[[ DATA IN THIS EXERCISE open ]]
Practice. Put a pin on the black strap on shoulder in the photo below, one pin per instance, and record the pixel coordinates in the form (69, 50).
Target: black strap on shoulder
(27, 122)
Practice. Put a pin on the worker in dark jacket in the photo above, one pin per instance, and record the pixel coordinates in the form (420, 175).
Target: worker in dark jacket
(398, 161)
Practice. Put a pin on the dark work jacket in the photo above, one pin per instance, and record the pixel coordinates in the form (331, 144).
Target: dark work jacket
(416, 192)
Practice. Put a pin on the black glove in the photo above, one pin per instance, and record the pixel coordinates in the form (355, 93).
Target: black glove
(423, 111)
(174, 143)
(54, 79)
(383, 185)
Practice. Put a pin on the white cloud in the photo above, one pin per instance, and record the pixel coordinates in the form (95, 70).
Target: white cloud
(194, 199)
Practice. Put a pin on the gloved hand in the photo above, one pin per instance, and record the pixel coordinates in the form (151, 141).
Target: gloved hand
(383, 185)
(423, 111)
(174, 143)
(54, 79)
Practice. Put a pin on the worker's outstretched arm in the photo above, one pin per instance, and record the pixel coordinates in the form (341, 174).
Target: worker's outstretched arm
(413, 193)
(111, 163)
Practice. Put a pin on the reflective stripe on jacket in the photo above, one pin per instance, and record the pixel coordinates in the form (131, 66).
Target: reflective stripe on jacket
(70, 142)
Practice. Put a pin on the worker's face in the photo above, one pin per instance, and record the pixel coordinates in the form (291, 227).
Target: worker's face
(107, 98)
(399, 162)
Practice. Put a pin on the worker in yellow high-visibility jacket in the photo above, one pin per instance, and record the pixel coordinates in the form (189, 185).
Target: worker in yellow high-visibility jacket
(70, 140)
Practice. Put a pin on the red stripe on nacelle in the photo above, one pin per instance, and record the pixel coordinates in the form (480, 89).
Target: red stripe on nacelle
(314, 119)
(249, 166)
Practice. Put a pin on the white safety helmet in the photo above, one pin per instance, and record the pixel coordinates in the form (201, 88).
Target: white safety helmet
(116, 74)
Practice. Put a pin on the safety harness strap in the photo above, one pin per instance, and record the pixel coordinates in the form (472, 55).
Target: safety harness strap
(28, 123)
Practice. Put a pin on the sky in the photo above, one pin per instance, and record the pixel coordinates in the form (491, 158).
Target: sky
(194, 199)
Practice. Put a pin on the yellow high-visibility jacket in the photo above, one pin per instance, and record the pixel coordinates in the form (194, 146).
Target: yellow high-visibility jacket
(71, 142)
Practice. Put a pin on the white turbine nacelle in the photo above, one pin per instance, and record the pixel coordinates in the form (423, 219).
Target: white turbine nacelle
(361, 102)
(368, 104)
[[ DATA IN THIS EXERCISE closed ]]
*WHAT NEEDS TO BE DONE*
Only the lines from the one containing "Practice. Put a pin on the yellow" through the last line of the records should appear, each written out exactly.

*WORKED SOLUTION*
Practice. Put a pin on the yellow high-visibility jacket in the photo above, one pin per instance, and record the pixel coordinates in the form (194, 146).
Target: yellow high-visibility jacket
(71, 142)
Practice. Put a pin on the white turbine nacelle in the photo above, one pin per instance, and record the pixel coordinates in the form (423, 219).
Target: white turbine nacelle
(361, 102)
(368, 104)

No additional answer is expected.